Exercise set>
a - Please list the conditions that the Vitamin D text below says the vitamin has been touted to prevent.
b - Continue the Vitamin D text below from the point where it ends.

** Opening Study text block **

What is all the hype all about and is it real? Originally, we were told that Vitamin D helps prevent thinning of the bones. More recently is has been touted to be a panacea for just about everything. It helps boost the immune system and mood, helps with muscle weakness, fatigue, prevents cancer/heart disease/diabetes and even helps slow down the aging process. So whenever one supplement does all this, I think we should be a little skeptical.
What does Vitamin D do? It helps your intestines absorb calcium. Without Vitamin d, your intestines can only absorb 10% of calcium from the diet; with it your body can absorb about 40%. Your body needs calcium to make your bones strong. Without enough calcium, your bones will start to thin, soften and can bow outward (known as Rickets in children) and can increase fractures in older adults.

** Closing Study text block **
** Opening Dataset records block **

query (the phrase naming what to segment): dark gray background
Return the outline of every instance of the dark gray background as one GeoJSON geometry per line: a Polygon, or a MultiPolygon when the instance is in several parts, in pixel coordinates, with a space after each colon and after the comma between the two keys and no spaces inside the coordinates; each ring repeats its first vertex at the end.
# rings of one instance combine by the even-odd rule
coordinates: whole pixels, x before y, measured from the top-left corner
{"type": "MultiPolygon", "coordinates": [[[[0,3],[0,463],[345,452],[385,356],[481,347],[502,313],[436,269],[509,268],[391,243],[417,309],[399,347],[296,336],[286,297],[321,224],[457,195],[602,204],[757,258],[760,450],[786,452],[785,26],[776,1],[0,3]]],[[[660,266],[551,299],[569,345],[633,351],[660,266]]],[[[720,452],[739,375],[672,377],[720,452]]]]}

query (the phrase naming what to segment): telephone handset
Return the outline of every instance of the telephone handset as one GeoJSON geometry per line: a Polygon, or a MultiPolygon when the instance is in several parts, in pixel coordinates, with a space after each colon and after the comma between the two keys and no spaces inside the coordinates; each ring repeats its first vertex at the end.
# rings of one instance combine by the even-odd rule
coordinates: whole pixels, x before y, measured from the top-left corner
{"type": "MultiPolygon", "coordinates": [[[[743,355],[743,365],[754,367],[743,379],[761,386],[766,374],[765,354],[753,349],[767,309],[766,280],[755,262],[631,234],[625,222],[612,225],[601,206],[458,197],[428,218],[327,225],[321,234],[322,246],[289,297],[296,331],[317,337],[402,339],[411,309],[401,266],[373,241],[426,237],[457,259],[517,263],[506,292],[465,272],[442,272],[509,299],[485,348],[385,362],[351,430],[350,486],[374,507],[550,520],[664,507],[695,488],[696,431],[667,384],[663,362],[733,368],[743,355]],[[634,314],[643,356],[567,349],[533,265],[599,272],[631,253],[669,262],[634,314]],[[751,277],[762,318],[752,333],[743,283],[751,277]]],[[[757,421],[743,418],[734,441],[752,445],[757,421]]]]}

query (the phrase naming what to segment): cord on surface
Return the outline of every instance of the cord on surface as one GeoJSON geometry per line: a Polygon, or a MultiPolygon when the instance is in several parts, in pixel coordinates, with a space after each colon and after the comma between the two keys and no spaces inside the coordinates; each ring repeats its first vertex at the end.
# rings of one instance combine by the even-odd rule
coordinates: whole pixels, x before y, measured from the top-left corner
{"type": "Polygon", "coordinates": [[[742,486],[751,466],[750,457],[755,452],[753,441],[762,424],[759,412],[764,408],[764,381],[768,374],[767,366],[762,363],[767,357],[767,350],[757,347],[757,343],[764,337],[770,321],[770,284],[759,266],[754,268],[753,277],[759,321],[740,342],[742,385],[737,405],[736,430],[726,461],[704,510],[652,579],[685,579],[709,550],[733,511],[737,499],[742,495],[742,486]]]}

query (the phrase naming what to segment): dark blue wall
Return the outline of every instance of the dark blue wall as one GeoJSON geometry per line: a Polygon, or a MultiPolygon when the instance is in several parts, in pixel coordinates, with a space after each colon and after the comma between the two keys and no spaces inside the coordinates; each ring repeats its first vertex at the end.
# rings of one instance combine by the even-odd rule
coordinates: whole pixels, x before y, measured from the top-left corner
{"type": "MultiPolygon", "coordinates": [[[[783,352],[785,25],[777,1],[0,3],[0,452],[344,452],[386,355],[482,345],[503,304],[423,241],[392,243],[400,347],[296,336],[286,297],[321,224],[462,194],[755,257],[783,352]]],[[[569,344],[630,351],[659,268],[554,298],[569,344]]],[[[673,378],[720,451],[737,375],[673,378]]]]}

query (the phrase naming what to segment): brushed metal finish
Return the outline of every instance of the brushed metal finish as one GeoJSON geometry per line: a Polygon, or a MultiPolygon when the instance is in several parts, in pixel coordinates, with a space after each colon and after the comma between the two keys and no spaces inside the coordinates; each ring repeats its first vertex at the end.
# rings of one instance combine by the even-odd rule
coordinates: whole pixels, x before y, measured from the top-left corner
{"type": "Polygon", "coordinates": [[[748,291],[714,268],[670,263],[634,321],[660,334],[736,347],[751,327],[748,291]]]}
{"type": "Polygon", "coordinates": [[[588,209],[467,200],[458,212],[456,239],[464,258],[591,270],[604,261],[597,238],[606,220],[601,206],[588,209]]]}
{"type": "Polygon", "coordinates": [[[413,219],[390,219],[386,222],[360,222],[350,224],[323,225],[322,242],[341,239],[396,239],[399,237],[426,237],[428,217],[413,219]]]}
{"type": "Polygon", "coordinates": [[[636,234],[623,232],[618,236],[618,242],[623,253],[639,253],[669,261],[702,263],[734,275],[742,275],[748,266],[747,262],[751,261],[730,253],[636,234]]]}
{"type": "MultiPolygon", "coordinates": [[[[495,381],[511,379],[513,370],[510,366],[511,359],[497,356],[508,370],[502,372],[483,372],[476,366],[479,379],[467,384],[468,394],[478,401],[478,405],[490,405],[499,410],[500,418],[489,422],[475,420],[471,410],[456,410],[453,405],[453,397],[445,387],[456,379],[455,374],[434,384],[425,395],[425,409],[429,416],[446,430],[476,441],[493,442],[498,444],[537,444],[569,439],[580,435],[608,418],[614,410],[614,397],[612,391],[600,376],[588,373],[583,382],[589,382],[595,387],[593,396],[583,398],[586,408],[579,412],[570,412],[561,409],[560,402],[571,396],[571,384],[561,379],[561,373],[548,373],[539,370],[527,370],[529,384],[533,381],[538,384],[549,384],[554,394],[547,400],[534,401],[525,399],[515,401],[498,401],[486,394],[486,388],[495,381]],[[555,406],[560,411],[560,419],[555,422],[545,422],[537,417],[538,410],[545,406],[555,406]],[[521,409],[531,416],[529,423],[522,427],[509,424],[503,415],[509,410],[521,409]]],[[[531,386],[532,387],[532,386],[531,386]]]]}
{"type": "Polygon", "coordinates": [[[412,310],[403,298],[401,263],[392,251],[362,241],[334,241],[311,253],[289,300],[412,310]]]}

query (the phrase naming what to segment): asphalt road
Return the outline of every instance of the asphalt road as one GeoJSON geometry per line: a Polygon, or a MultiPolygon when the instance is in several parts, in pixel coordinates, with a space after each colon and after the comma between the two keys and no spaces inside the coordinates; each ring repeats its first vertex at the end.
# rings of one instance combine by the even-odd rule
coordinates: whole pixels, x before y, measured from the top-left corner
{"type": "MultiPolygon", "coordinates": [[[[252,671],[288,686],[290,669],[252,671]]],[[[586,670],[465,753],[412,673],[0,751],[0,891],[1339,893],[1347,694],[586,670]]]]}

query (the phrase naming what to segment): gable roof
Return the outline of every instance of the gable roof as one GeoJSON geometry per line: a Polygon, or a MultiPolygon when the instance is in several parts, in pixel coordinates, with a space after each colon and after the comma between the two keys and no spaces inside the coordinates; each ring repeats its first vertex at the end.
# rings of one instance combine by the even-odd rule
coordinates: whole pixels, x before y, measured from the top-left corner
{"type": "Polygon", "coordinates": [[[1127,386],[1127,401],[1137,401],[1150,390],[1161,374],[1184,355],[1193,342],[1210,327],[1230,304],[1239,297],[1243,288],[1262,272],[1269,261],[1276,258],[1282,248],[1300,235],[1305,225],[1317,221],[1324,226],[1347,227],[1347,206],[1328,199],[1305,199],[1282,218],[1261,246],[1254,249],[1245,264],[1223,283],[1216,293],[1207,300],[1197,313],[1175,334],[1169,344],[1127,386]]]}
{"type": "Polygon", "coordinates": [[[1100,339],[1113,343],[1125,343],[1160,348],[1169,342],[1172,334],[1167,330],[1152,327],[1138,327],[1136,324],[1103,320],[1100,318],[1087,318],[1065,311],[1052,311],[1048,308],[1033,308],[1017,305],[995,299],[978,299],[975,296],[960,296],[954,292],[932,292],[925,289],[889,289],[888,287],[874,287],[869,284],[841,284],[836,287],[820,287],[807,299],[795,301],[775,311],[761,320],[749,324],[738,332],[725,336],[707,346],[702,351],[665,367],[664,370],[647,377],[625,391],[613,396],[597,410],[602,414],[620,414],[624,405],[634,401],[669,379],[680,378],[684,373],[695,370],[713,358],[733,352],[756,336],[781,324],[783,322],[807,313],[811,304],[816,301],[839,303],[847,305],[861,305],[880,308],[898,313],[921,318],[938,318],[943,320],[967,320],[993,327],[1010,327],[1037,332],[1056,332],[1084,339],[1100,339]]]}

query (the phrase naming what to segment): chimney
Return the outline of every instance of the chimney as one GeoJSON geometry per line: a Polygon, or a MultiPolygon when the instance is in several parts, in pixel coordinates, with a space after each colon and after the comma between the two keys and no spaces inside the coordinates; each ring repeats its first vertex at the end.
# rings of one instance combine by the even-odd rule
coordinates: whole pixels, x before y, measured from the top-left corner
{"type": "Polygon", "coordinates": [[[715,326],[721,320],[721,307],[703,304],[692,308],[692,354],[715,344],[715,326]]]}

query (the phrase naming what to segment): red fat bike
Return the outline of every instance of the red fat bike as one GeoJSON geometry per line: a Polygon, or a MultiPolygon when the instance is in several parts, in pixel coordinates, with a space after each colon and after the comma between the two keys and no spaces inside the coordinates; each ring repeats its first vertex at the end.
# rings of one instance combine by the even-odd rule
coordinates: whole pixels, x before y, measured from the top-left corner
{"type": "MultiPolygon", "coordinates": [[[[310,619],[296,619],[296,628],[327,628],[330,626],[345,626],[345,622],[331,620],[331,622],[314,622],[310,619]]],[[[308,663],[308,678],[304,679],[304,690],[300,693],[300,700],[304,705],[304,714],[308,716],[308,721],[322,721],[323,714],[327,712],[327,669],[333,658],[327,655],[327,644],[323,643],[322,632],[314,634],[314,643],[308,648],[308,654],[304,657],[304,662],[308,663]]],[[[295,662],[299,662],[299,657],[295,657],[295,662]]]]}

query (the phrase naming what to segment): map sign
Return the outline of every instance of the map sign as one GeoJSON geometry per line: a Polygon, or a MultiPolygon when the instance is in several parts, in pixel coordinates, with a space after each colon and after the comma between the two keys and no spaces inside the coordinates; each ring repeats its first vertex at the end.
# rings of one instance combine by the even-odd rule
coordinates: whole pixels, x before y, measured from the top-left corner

** Closing Dataset records block **

Responses to the exercise>
a - cancer, heart disease, diabetes

b -
Many vitamins must be consumed from different types of foods because your body can’t make it. Not Vitamin D. Vitamin D is made in our skin when exposed to sunlight and then converted in the liver and kidneys to usable forms. Vitamin D is found in certain specific foods as well. Since certain states have long winters and less exposure to sunlight, the federal government has required that Vitamin D be fortified in certain foods like milk, yogurt and orange juice to prevent diseases like Rickets. This disease is pretty much nonexistent in modern times because of fortified foods.
So why did experts think Vitamin D was so useful for so many things. Researchers did observational studies where they looked at people who took supplemental Vitamin D and found that they were less likely to have certain cancers, hypercholesterolemia, hypertension, heart disease, fractures and a myriad of other chronic illnesses that are common in our modern world.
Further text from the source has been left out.